- _WORK TO DO_
Set out the records below as a two-column CSV with the header record_text,answer and one row for each record. Put each record's text and its answer in one quoted field apiece, with line breaks changed to spaces.

*** RECORDED INFORMATION

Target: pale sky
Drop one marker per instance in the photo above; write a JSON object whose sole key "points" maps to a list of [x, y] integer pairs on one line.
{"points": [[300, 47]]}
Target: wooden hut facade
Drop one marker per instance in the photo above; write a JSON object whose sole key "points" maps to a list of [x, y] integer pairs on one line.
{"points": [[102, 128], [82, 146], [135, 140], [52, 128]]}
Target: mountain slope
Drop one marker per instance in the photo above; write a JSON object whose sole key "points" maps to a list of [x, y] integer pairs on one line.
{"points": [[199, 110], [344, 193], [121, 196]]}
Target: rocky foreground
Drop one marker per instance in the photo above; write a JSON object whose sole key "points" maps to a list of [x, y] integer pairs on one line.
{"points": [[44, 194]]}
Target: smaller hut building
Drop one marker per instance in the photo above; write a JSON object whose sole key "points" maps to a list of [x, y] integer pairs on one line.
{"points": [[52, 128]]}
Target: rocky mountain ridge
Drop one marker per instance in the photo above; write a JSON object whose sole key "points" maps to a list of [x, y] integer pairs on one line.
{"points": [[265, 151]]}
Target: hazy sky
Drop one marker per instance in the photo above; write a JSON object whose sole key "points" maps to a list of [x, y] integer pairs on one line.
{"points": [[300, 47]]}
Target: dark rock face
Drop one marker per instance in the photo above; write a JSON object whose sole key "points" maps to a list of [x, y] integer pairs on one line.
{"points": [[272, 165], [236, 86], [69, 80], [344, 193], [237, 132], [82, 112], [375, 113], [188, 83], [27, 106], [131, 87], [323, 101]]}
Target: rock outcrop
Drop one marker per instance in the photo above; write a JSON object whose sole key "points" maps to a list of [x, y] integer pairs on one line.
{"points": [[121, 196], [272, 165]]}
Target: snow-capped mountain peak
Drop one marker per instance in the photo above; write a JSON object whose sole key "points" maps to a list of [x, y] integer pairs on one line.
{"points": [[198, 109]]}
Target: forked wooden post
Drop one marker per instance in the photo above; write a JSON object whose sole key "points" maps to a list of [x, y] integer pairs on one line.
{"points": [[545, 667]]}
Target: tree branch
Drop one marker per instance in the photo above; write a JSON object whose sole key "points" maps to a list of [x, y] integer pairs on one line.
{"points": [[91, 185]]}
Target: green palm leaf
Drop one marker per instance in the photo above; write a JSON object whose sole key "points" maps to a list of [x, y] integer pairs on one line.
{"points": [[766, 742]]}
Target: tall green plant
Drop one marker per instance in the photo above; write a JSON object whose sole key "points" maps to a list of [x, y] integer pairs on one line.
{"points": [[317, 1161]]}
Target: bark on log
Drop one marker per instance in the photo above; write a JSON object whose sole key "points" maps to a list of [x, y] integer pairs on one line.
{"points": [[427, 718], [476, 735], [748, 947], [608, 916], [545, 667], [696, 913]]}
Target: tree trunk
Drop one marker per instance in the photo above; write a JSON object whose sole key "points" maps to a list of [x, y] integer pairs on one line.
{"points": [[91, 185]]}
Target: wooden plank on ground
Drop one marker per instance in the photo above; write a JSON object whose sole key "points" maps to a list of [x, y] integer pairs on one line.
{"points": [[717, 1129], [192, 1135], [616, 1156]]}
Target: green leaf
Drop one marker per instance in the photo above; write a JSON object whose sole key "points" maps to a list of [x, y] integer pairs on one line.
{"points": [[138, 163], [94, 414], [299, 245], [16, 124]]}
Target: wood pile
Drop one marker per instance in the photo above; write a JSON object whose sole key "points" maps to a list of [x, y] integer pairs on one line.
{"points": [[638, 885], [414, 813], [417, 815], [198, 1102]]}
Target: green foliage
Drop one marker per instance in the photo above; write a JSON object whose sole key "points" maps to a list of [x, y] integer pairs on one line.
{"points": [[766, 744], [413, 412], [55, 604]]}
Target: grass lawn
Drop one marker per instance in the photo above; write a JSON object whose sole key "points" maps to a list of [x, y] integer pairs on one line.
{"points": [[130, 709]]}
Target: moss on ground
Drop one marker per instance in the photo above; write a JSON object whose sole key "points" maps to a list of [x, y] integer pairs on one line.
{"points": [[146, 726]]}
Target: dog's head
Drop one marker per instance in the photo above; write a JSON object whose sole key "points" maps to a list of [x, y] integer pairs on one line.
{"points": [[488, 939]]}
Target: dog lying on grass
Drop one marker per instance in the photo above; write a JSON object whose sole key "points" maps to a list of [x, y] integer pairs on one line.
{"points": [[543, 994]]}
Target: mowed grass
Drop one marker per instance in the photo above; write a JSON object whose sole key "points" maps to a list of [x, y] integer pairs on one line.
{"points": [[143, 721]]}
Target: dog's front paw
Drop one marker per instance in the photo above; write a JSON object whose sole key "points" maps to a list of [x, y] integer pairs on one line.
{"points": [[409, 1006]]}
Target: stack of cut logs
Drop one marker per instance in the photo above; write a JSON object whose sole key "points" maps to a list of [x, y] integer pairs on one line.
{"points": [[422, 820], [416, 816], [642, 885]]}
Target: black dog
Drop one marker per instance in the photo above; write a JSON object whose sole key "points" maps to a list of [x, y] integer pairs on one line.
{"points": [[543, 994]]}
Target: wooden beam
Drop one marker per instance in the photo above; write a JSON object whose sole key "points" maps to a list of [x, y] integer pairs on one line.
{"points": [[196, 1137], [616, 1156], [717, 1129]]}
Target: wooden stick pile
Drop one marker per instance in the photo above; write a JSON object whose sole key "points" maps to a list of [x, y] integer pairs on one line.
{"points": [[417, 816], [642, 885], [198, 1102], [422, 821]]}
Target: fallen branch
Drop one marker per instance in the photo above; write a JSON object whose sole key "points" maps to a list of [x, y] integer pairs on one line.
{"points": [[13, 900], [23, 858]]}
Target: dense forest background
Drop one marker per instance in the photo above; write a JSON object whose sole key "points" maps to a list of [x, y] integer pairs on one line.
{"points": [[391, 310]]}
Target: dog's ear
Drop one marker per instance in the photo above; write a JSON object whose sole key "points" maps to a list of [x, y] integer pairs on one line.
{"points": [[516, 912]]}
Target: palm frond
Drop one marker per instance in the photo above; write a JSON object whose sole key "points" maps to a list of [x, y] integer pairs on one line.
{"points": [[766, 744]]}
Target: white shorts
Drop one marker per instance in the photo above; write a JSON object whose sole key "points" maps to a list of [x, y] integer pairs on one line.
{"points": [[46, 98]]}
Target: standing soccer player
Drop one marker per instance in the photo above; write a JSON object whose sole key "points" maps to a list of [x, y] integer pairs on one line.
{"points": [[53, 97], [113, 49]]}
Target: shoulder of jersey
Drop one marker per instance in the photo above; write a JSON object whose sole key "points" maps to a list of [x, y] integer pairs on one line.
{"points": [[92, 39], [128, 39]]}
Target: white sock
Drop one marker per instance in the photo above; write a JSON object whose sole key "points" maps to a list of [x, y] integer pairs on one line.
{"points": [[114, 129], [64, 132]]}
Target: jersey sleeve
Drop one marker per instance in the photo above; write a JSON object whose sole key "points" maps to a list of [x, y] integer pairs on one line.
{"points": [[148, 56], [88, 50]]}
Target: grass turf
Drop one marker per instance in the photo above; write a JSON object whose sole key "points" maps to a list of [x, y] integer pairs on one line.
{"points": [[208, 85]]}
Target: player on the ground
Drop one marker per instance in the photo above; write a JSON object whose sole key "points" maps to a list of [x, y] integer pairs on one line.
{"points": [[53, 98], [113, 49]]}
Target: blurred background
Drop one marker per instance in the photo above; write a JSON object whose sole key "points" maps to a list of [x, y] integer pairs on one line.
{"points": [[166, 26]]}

******

- _WRITTEN REPLY_
record_text,answer
"Target: pale sky Drop one marker per instance in the photo above; write a JSON object whose sole key ""points"" maps to a list of [x, y] integer pairs on one line.","{""points"": [[300, 47]]}"
"Target: wooden hut facade Drop one marker per instance in the photo above; write a JSON object whose sole key ""points"" maps to a list of [x, y] integer pairs on one line.","{""points"": [[102, 128], [82, 146], [135, 140], [52, 128]]}"
"Target: mountain slope Drop one marker per instance in the photo above; write a JSON object whose sole key ""points"" maps to a list of [x, y] integer pairs on one line.","{""points"": [[199, 110], [344, 193], [121, 196]]}"
"Target: rocky foreground Drop one marker per instance in the photo above; write a JSON object whose sole key ""points"" maps to a list of [x, y] integer pairs on one line.","{""points"": [[44, 194]]}"
"Target: smaller hut building Drop one marker per instance in the photo above; write a JSON object whose sole key ""points"" maps to a list of [x, y] integer pairs on one line.","{""points"": [[52, 128]]}"
"Target: rocky mountain ridge Drop one marker per instance in the photo above; write a JSON object whose sole key ""points"" maps to a list of [x, y] integer pairs on one line.","{""points"": [[265, 151]]}"
"Target: hazy sky Drop one marker per instance in the photo above; write a JSON object whose sole key ""points"" maps to a list of [x, y] integer pairs on one line.","{""points"": [[300, 47]]}"
"Target: dark rock face Drop one marker per instance in the photo above; write a JSON object whose sole key ""points"" maps to a list of [x, y] integer pairs on one line.","{""points"": [[272, 165], [236, 86], [69, 80], [344, 193], [237, 132], [82, 112], [375, 113], [188, 83], [27, 106], [131, 87], [323, 101]]}"
"Target: rock outcrop Drop one marker per instance in the photo above; write a JSON object whose sole key ""points"" maps to a list of [x, y] integer pairs on one line.","{""points"": [[121, 196], [272, 165]]}"
"Target: snow-capped mountain peak Drop one marker per instance in the photo above; write a JSON object whose sole key ""points"" maps to a list of [x, y] integer pairs on one line.","{""points"": [[198, 109]]}"
"Target: forked wooden post Drop one marker per instance in the photo above; write a JSON object whose sole key ""points"" maps to a list of [x, y] integer pairs on one line.","{""points"": [[545, 667]]}"
"Target: tree branch Drop one marker per instance in the photo above; write a JSON object whose sole key ""points"" maps to a list of [x, y] integer pairs on one line.","{""points"": [[91, 185]]}"
"Target: green palm leaf Drop one marker per instance in the photo above; write a JSON object whose sole key ""points"" maps to a list of [x, y] integer pairs on one line.","{""points"": [[766, 742]]}"
"Target: tall green plant Drop one marker per instance in the photo above; write a JSON object whose sole key ""points"" maps to a list of [x, y] integer pairs on one line.","{""points"": [[317, 1161]]}"
"Target: bark on log Drop one marker per instance in the photo above; write a JSON object whose sole key ""points"" maps to a list of [x, y] integer pairs on one line.","{""points"": [[427, 718], [476, 735], [748, 947], [608, 916], [545, 667], [696, 913]]}"
"Target: tree trunk Drop one marker per instance in the photo above; write a JSON object whose sole key ""points"" maps to a list of [x, y] integer pairs on one line.","{""points"": [[91, 185]]}"
"Target: wooden plank on ground Drop one marker per instance in the photo above; write a JSON object whose sole key ""points"" maps to a list of [x, y] integer pairs on one line.","{""points"": [[717, 1129], [192, 1135], [616, 1156]]}"
"Target: green leaf Drop one marker per instance in the photo above; write a JSON object whose sole key ""points"" maps to a list of [x, y] integer pairs on one line.","{""points"": [[138, 163], [94, 414], [299, 245], [16, 124]]}"
"Target: wood pile Drop one marker per instance in the photo above; write a JSON object whose sole key ""points"" maps to a list of [x, y] integer pairs on one line.","{""points"": [[638, 885], [414, 813], [417, 815], [198, 1102]]}"
"Target: green foliage Drop one marker per instance in the photo above; write a JSON object whose sole key ""points"" maps to a list of [x, y] integer pairs on one line.","{""points"": [[766, 744], [413, 412], [55, 604]]}"
"Target: grass lawn Drop one marker per instance in the photo above; write a JSON object whose sole key ""points"" maps to a list of [x, y] integer pairs on one line.","{""points"": [[130, 709]]}"
"Target: moss on ground Drop one marker per instance in the photo above; write a JSON object whose sole key ""points"" maps to a list of [x, y] integer pairs on one line.","{""points"": [[146, 726]]}"
"Target: dog's head Drop one marker per instance in the photo above; write a JSON object whose sole key ""points"" maps to a list of [x, y] integer pairs on one line.","{""points"": [[488, 939]]}"
"Target: dog lying on grass Drop one marker per instance in the photo above; write a JSON object whose sole key ""points"" maps to a list of [x, y] integer pairs on one line.","{""points"": [[543, 994]]}"
"Target: mowed grass Drop one marker per instance in the photo above; write a JSON object whose sole key ""points"" maps to a list of [x, y] integer pairs on one line.","{""points"": [[143, 721]]}"
"Target: dog's front paw Drop one marker per instance in the photo above; write a JSON object whose sole key ""points"" maps to a list of [x, y] integer pairs on one line.","{""points"": [[409, 1006]]}"
"Target: stack of cut logs Drop one marker per instance in the photo above; write a JSON object whose sole key ""points"" maps to a list of [x, y] integer pairs on one line.","{""points"": [[422, 820], [416, 816], [642, 885]]}"
"Target: black dog Drop one marker per instance in the photo above; write a JSON object whose sole key ""points"" maps to a list of [x, y] integer pairs on one line.","{""points"": [[543, 994]]}"
"Target: wooden beam Drop one marker per instance in the photo above; write a JSON object whose sole key ""points"" maps to a list of [x, y] integer pairs on one line.","{""points"": [[196, 1137], [616, 1156], [717, 1129]]}"
"Target: wooden stick pile Drop one marker per instance in the photo above; write a JSON object whose sole key ""points"" maps to a list of [x, y] integer pairs on one line.","{""points"": [[417, 816], [642, 885], [198, 1102], [422, 821]]}"
"Target: fallen branch Drop one marker per instance in the photo above; write a JSON object whose sole key ""points"" maps to a list of [x, y] integer pairs on one line.","{""points"": [[13, 900], [23, 858]]}"
"Target: dense forest background Drop one marker per instance in the photo above; write a JSON object whose sole key ""points"" maps to a list of [x, y] integer pairs on one line.","{""points"": [[391, 310]]}"
"Target: dog's ear Drop one marker per instance in the photo above; write a JSON object whose sole key ""points"" maps to a list of [x, y] integer pairs on one line.","{""points"": [[516, 912]]}"
"Target: palm frond Drop one marker per instance in the photo above; write a JSON object whose sole key ""points"" maps to a list of [x, y] integer pairs on one line.","{""points"": [[766, 744]]}"
"Target: white shorts Drop one marker per instance in the photo above; write a JSON object whose sole key ""points"" maps to a list of [x, y] integer pairs on one line.","{""points"": [[46, 98]]}"
"Target: standing soccer player Drop one marker per instance in the photo above; write a JSON object whose sole key ""points"" maps to a list of [x, y] integer pairs on one line.","{""points"": [[53, 97], [113, 49]]}"
"Target: shoulder of jersey Drop one marker per instance in the photo above; write a JSON object whose sole key ""points"" maps to a list of [x, y] integer pairs on one line.","{""points"": [[92, 39], [128, 39]]}"
"Target: white sock Drop one marker per instance in the photo above; write a JSON object whose sole key ""points"" maps to a list of [x, y] integer pairs on one line.","{""points"": [[114, 129], [64, 132]]}"
"Target: jersey sleeve Drop one marker per instance in the photo above; write a JSON object whose sole key ""points"" maps to a list of [x, y] integer pairs on one line.","{""points"": [[148, 56], [88, 50]]}"
"Target: grass turf Drop one marker per instance in the photo above; write a JSON object whose sole key ""points"" maps to a list of [x, y] integer pairs on one line.","{""points"": [[208, 85]]}"
"Target: player on the ground Drop one marker per instance in the photo above; write a JSON object whose sole key ""points"" maps to a list of [x, y] integer pairs on one line.","{""points"": [[53, 98], [113, 49]]}"
"Target: blurred background Drop one marker per instance in the photo above; write a JSON object whose sole key ""points"" maps to a list of [x, y] integer pairs on one line.","{""points"": [[166, 26]]}"